## [TASK DESCRIPTION]
Reproduce every line of the rows below, requests included, but shift each x and y coordinate in the answer points by adding 131. Leave the pictures out of your output.

━━ ENTRIES SUPPLIED

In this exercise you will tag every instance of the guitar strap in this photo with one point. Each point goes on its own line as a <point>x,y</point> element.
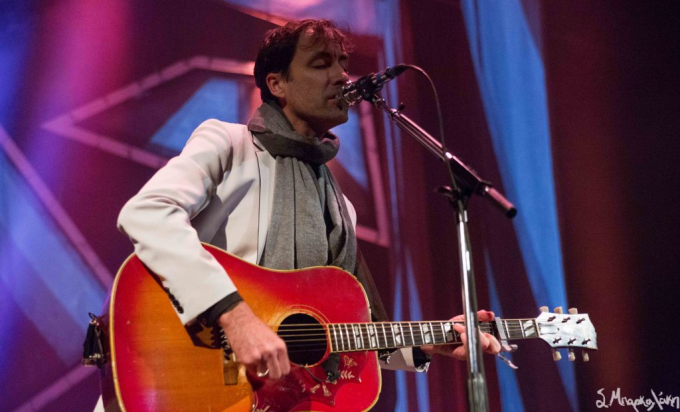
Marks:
<point>363,275</point>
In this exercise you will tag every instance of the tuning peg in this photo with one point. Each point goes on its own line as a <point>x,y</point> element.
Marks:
<point>556,355</point>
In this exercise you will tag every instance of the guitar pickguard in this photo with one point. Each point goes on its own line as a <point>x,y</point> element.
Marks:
<point>304,385</point>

━━━━

## [EXERCISE RESULT]
In this exercise you will tag every instance of the guitar strap in this photo with one point. Each point goes on its own line as a <point>x,y</point> element.
Marks:
<point>494,406</point>
In this exercise you will tag every instance of the tuning peg in this photo with one point. Each point goes on its own line as a <point>x,y</point> element.
Marks:
<point>687,486</point>
In this exercise you will tag every instance of the guitar pickguard in this photo with one point. Each point goes on its own line as a <point>x,y</point> element.
Marks:
<point>435,516</point>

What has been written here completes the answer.